The task>
Please copy every one of the following entries word for word, leaving the pictures out of your copy.
-- begin Materials provided --
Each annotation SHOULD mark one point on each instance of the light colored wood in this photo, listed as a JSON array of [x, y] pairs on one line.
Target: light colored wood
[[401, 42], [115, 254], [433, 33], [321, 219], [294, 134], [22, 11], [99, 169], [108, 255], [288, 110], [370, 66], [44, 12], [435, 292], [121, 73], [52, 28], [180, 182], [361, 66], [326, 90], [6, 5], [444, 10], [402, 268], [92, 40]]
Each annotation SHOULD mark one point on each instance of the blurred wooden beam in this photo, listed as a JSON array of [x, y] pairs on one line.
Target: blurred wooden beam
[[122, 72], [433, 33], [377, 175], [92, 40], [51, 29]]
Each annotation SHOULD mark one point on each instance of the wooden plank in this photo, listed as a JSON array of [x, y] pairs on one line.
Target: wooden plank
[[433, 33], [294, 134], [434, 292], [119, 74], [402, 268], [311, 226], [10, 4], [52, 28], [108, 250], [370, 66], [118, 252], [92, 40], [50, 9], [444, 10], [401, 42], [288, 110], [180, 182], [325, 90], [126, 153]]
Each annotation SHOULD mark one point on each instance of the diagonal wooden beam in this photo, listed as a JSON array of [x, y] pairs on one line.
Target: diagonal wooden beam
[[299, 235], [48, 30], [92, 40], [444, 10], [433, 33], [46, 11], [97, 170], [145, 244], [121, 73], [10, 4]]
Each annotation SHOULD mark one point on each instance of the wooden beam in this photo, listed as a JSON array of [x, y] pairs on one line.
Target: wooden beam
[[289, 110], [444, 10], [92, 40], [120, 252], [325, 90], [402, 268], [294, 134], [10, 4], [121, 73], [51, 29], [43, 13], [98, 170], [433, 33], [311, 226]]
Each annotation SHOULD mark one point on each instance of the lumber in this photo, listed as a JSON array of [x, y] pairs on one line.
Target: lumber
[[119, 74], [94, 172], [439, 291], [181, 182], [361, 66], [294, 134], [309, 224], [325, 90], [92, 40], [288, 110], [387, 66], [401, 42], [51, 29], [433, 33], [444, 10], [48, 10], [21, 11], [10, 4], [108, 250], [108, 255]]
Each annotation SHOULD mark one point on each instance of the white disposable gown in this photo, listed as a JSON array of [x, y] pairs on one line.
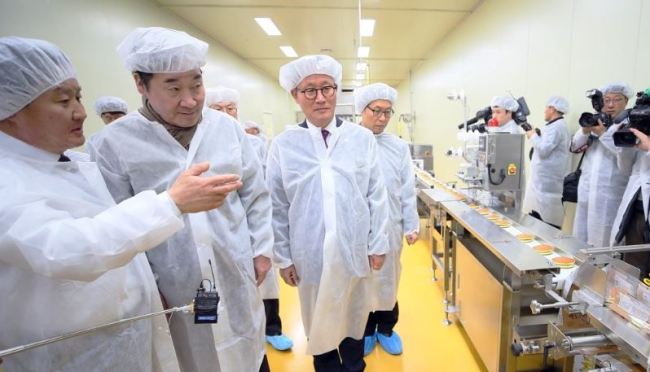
-- end Materials provided --
Response below>
Each annotation SHOULD mark one point on each instance of the light colored wood in this photo, listed as a JSON array of [x, y] pairs on one line.
Target: light colored wood
[[401, 42], [115, 254], [433, 33], [321, 219], [294, 134], [22, 11], [99, 169], [108, 255], [288, 110], [370, 66], [44, 12], [435, 292], [121, 73], [52, 28], [180, 182], [361, 66], [326, 90], [6, 5], [444, 10], [402, 268], [92, 40]]
Each annotation SHOULD mark one point on each instance of the blurred wooden beam in this photo, listed as a JSON array of [x, y] pairs on one line.
Target: blurred wooden beam
[[122, 72], [433, 33], [377, 175], [92, 40], [51, 29]]
Each annotation SHOULD mark one point on each instance of the wooden plank in this photo, listed as a JSON array of [x, y] pairs on one line.
Target: wooden plank
[[433, 33], [294, 134], [434, 292], [119, 74], [402, 268], [311, 226], [10, 4], [52, 28], [108, 250], [370, 66], [118, 252], [92, 40], [50, 9], [444, 10], [401, 42], [288, 110], [180, 182], [325, 90], [126, 153]]
Each annotation SHOULD mark one point on each instance of the diagonal wooden beam in this photo, listed as a JSON array of [x, y] pairs on one line.
Target: diagonal wooden beam
[[299, 235], [48, 30], [92, 40], [444, 10], [433, 33], [46, 11], [97, 170], [145, 244], [121, 73], [10, 4]]
Each annotation SHOULD mark one point on each instance of the wooden beam in this photo, listed as a JSON array of [x, y] pairs on one line.
Target: wooden beam
[[289, 110], [444, 10], [92, 40], [120, 252], [325, 90], [402, 268], [294, 134], [10, 4], [121, 73], [51, 29], [43, 13], [98, 170], [433, 33], [311, 226]]
Each annotation SHOULD mark one point on each instance of the lumber in this photo, listed as a JSON array of [x, y] pairs on one line.
Target: lumber
[[119, 74], [94, 172], [439, 291], [181, 182], [361, 66], [294, 134], [309, 224], [325, 90], [92, 40], [288, 110], [387, 66], [401, 42], [51, 29], [433, 33], [444, 10], [48, 10], [21, 11], [10, 4], [108, 250], [108, 255]]
Each annotation SHOULD mark one point on each instance of the white disposable gown in this photo, listed as a JSON array of [x, y] pairs on one line.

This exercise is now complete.